## Work instructions
1 – What subject did Tim Bowler study at the University of East Anglia, according to the Tim Bowler biography?
2 – From the Tim Bowler biography, list every novel whose description includes the word "thriller."

## Supplied text
-*-

- Born: 14 November 1953 (age 72) Leigh-on-Sea, Essex, England
- Occupation: Writer
- Writing career
- Genre: Thriller
- Website: www.timbowler.co.uk

= Tim Bowler =

English author (born 1953)

Tim Bowler (born 14 November 1953) is an author of books for teenagers and young adults. He won the 1997 Carnegie Medal from the CILIP, recognising the year's best children's book by a British subject, for the novel River Boy.

The Sunday Telegraph has called him "the master of the psychological thriller" and The Independent "one of the truly individual voices in voices in British teenage fiction".

==Biography==
Bowler was born in Leigh-on-Sea, and educated at the University of East Anglia where he studied Swedish and Scandinavian studies.

His first published novel was Midget (1994), a psychological thriller set in Leigh-on-Sea. This has been followed by several other novels: Dragon's Rock (1995), a thriller set in Devon; River Boy (1997), a story about love and bereavement and winner of the Carnegie Medal; Shadows (1999), a love story; Storm Catchers (2001), a kidnap thriller; Starseeker (2002), an exploration of love, loss and music, also made into a play; Apocalypse (2004), an allegory about the future of mankind; Frozen Fire (2006), a philosophical thriller about the nature of reality; Bloodchild (2008), a story about memory, secrets and betrayal; Buried Thunder (2011), a dark psychological thriller; and Sea of Whispers (2013), a haunting and mysterious story set on the remote island of Mora.

-*-

## Position identification records
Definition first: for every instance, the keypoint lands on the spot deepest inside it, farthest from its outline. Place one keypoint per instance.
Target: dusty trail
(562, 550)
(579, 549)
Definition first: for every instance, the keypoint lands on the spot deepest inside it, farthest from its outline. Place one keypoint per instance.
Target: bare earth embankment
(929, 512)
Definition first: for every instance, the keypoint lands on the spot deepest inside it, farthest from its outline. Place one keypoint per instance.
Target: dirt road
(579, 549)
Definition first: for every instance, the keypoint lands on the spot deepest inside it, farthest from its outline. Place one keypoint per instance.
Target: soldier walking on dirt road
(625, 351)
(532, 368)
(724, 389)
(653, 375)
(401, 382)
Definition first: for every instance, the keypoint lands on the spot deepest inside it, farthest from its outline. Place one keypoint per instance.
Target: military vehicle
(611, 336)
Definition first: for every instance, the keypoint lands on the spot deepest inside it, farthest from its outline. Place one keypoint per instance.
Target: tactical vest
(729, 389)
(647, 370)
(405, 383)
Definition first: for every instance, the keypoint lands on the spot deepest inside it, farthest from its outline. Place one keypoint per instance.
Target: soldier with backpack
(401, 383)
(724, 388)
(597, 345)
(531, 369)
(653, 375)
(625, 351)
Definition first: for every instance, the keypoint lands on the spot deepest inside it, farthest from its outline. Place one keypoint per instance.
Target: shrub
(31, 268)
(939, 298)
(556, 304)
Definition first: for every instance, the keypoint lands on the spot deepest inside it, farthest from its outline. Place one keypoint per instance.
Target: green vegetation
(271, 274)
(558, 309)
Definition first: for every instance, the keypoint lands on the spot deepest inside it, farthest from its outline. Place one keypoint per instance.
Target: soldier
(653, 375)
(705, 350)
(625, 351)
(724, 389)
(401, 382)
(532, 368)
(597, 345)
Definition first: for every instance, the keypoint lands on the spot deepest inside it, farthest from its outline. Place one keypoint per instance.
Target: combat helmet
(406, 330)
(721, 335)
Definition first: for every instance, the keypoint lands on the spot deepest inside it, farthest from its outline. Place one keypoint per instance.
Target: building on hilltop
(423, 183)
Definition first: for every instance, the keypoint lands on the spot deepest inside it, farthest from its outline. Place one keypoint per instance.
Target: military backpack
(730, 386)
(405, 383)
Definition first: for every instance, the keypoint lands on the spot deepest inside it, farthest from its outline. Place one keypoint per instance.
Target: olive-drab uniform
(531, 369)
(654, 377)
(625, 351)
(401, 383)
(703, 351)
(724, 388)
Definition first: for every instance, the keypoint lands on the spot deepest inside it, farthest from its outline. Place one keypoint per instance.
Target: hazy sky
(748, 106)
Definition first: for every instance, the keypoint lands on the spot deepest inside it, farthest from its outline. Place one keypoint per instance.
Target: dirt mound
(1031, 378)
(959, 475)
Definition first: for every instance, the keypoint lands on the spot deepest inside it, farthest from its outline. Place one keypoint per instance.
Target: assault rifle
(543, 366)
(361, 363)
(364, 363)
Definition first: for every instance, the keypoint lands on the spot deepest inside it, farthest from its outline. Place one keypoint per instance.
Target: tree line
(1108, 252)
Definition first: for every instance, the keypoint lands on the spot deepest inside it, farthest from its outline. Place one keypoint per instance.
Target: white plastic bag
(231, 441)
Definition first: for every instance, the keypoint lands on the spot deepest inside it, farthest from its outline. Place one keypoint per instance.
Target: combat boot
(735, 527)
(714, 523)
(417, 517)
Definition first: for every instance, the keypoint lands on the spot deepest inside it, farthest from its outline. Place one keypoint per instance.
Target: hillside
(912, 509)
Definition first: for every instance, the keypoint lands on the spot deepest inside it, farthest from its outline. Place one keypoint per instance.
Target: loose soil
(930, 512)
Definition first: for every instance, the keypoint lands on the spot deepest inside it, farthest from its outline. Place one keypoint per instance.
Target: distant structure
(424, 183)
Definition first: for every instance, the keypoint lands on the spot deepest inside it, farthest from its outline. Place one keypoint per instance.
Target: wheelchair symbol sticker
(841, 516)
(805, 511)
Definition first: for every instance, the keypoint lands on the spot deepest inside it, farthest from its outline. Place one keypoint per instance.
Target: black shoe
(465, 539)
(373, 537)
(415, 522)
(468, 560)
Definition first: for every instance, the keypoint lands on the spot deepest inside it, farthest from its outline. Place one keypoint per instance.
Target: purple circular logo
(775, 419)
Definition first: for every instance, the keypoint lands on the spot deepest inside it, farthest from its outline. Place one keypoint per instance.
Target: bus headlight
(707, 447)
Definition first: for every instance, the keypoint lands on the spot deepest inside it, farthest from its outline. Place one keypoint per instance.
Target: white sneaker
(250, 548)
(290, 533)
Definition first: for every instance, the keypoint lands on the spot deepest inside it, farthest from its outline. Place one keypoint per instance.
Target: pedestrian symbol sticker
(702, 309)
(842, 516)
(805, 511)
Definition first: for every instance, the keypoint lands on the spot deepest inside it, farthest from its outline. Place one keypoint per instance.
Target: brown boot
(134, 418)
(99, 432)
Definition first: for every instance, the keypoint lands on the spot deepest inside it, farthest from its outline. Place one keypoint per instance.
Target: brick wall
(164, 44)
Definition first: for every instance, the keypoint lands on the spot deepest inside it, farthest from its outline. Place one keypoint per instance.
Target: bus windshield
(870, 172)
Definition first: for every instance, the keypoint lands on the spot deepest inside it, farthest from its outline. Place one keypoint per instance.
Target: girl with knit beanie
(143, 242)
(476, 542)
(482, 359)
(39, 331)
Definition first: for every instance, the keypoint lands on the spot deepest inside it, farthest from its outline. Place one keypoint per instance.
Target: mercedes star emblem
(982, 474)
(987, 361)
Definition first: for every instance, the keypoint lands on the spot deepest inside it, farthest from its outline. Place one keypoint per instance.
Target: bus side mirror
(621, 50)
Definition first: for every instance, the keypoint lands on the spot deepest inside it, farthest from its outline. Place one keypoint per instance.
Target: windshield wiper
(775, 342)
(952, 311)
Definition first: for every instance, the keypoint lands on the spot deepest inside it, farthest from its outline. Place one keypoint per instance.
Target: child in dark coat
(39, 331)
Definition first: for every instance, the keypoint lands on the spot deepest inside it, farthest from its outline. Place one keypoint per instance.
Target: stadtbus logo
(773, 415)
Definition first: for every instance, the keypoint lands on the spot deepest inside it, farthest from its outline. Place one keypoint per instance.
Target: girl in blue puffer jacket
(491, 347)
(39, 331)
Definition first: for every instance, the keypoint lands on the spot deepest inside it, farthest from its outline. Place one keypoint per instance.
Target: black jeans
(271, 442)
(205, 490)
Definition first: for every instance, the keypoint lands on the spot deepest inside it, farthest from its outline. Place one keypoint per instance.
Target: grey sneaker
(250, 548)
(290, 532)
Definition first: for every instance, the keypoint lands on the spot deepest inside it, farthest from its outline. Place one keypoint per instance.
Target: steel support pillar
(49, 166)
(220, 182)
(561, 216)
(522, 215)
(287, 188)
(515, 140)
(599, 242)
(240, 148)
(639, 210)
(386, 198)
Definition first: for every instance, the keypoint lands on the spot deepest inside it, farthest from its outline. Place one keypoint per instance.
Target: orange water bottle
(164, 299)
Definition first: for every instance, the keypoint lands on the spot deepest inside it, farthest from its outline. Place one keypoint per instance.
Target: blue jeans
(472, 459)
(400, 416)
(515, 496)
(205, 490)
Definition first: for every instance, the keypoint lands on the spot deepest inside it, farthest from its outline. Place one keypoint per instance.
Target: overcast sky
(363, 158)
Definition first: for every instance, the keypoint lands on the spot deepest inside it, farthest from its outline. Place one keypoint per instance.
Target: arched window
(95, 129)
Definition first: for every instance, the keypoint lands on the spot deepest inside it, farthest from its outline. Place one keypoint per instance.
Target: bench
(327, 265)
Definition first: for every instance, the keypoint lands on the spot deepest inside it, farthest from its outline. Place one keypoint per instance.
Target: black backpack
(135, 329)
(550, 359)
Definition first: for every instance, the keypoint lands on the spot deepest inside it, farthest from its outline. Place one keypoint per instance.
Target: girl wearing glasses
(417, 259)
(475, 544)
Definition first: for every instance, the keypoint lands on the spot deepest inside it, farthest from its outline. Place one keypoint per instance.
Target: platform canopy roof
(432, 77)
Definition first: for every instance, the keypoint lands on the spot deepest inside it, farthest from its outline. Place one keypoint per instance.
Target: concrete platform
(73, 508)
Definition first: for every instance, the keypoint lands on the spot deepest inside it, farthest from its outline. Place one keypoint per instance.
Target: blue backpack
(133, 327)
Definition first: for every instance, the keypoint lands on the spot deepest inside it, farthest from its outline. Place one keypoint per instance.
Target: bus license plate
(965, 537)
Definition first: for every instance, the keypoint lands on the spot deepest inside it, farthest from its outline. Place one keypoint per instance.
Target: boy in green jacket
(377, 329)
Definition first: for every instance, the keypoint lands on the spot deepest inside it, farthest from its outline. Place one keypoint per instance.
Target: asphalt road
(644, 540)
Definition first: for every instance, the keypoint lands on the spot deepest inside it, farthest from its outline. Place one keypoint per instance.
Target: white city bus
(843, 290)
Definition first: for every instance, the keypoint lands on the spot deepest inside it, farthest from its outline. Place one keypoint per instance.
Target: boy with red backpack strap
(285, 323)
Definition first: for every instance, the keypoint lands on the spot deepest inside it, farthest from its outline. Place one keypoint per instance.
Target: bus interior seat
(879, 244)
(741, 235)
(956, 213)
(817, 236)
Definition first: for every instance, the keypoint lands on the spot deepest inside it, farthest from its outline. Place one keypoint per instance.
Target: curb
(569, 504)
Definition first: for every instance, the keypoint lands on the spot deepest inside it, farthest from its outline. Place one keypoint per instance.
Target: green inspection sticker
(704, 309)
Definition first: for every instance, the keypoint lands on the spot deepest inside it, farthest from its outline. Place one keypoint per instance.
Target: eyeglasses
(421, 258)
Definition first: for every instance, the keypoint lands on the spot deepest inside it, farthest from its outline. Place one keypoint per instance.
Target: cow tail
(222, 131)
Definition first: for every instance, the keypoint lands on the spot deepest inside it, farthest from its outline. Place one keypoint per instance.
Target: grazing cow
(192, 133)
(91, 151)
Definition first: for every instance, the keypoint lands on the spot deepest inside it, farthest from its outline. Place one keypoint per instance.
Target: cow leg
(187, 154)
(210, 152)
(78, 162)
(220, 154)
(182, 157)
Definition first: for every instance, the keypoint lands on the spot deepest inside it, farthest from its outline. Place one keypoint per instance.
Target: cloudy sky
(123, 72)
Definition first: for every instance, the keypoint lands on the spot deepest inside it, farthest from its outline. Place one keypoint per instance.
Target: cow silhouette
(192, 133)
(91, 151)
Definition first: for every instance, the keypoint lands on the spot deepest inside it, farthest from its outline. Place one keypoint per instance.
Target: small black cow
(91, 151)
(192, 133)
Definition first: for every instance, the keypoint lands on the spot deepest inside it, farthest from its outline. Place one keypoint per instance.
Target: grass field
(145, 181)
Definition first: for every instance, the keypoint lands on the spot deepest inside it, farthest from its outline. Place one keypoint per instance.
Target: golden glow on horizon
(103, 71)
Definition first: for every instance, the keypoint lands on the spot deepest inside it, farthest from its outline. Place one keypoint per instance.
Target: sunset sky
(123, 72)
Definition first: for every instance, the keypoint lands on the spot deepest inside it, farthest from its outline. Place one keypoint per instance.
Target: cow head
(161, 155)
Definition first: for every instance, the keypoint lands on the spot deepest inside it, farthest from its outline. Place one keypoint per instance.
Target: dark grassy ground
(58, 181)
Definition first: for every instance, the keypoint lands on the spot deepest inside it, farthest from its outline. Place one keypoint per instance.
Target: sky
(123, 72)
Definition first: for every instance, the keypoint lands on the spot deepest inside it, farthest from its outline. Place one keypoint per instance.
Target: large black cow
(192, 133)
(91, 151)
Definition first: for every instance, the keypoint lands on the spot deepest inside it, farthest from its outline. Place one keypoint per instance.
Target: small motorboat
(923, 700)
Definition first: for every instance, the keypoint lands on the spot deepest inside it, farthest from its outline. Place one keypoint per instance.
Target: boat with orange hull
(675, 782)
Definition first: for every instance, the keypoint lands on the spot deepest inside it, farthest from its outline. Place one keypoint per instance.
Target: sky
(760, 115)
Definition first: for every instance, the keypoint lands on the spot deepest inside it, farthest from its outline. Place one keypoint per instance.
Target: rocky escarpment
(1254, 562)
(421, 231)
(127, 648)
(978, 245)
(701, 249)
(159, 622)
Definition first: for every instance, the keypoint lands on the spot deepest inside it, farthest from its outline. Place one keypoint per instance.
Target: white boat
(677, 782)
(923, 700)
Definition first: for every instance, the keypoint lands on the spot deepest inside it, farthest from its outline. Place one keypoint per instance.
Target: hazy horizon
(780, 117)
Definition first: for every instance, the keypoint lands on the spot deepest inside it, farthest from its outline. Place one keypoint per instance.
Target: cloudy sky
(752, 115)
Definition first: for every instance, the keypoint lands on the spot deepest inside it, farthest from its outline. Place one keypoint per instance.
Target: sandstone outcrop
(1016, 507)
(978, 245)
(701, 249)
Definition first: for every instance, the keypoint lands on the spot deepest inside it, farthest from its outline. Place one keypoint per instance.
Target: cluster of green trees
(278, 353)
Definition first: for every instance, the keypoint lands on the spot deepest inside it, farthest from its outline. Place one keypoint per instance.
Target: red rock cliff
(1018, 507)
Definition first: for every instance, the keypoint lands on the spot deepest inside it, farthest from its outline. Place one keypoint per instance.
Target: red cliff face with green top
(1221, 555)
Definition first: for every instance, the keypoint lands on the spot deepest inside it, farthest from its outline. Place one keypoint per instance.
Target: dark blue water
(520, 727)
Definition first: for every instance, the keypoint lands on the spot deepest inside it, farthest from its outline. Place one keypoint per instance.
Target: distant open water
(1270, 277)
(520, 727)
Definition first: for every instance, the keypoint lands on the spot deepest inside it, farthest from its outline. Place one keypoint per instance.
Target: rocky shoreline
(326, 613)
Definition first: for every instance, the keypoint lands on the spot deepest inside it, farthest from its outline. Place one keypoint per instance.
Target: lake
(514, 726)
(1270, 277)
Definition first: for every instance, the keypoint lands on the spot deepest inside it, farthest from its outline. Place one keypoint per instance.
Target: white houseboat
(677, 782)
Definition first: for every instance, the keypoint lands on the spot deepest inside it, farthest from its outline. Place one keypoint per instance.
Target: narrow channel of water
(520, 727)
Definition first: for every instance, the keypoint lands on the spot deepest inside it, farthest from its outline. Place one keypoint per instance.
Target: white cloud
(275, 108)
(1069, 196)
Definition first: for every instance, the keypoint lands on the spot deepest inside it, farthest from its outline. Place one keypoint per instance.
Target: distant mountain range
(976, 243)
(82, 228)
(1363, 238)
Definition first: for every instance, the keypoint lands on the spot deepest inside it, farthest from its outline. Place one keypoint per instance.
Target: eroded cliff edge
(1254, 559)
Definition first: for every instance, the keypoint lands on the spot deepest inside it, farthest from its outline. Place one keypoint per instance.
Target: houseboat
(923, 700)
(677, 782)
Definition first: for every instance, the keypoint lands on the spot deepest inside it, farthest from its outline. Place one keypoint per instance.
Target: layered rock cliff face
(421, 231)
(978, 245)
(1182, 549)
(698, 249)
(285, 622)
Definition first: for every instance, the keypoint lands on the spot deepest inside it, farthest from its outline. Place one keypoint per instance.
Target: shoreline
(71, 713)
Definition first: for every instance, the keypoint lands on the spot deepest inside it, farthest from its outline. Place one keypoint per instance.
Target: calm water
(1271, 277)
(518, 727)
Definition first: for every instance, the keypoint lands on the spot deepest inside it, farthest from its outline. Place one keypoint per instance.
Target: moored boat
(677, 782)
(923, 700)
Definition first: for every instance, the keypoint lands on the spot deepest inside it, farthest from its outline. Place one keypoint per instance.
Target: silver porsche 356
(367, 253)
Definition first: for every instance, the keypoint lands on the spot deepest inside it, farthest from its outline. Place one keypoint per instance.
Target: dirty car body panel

-*-

## Answer list
1 – Swedish and Scandinavian studies.

2 –
- Midget (1994)
- Dragon's Rock (1995)
- Storm Catchers (2001)
- Frozen Fire (2006)
- Buried Thunder (2011)